August 21, 2009 Movies View Comments

Yeah… I know.  Look, sometimes you just want to know what happens… and the idealist in you (the one who hearts Rachel McAdams and wants her to be in good movies) allows for that tiny, tiny possibility that maybe, just maybe, this movie won’t be total bulls***.

But then… you’re wrong, of course.  And it makes me wonder… what if Eric Bana really could time travel?  He’d travel to the time he was about to say yes to this film and he could tell himself: “Mate (cause he’s an Aussie).  Don’t do it.”  But then, if we follow the logic of the book/film, everything that’s happened already happened, so he’d be doomed to make it anyway.  Sad.

Even sadder is the fact that Bana, who I normally think is legit, turns in a performance that makes it seem like he just recently stepped off the set of Melrose Place… the remake.  (Is this Ewan McGreggor/Star Wars syndrome?  The horror.)  However, since I have seen him be not-soapy and actually quite good, I’m inclined to lay the blame elsewhere.

* EXTRACTED INFORMATION *
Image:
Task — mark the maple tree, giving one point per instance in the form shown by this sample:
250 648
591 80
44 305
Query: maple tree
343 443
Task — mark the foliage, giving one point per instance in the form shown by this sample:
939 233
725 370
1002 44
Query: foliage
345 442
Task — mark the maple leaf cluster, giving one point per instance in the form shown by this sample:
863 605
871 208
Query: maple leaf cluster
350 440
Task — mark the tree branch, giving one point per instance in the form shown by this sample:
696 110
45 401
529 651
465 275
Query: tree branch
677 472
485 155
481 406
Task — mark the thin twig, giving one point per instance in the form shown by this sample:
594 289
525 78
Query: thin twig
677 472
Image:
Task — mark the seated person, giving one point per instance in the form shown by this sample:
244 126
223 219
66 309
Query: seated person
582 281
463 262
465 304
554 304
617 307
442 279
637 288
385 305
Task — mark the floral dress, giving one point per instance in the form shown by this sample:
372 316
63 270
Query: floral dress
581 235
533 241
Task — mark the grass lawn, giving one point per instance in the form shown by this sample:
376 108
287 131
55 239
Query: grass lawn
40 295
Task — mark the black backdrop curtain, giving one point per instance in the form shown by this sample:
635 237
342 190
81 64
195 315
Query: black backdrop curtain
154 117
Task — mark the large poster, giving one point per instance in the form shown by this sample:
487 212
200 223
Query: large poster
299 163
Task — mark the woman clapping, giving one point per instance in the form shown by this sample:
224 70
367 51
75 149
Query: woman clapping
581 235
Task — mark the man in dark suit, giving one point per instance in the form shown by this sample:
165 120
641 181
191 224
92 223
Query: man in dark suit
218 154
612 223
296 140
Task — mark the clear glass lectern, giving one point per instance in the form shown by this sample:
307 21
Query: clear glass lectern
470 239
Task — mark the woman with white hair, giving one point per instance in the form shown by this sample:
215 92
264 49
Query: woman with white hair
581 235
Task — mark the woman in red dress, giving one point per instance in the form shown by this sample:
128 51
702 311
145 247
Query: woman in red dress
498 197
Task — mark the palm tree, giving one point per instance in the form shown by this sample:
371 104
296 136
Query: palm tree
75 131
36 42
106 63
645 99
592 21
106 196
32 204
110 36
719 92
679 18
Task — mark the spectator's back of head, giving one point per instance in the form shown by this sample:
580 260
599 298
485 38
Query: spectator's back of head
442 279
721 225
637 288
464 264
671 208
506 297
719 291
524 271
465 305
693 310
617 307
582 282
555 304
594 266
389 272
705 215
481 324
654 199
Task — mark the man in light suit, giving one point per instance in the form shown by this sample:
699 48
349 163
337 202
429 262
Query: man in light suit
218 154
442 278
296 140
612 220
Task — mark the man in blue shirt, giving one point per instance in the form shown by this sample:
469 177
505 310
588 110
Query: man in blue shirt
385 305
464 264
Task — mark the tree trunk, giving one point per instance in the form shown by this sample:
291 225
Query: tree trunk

* WHAT TO DO *
A) What nationality does the movie review give for Eric Bana?
B) Reproduce the part of the movie review starting at "Even sadder is" and ending at "the blame elsewhere.".

* ANSWERS FOR THE TASKS *
A) He is Australian, an Aussie.

B)
Even sadder is the fact that Bana, who I normally think is legit, turns in a performance that makes it seem like he just recently stepped off the set of Melrose Place… the remake.  (Is this Ewan McGreggor/Star Wars syndrome?  The horror.)  However, since I have seen him be not-soapy and actually quite good, I’m inclined to lay the blame elsewhere.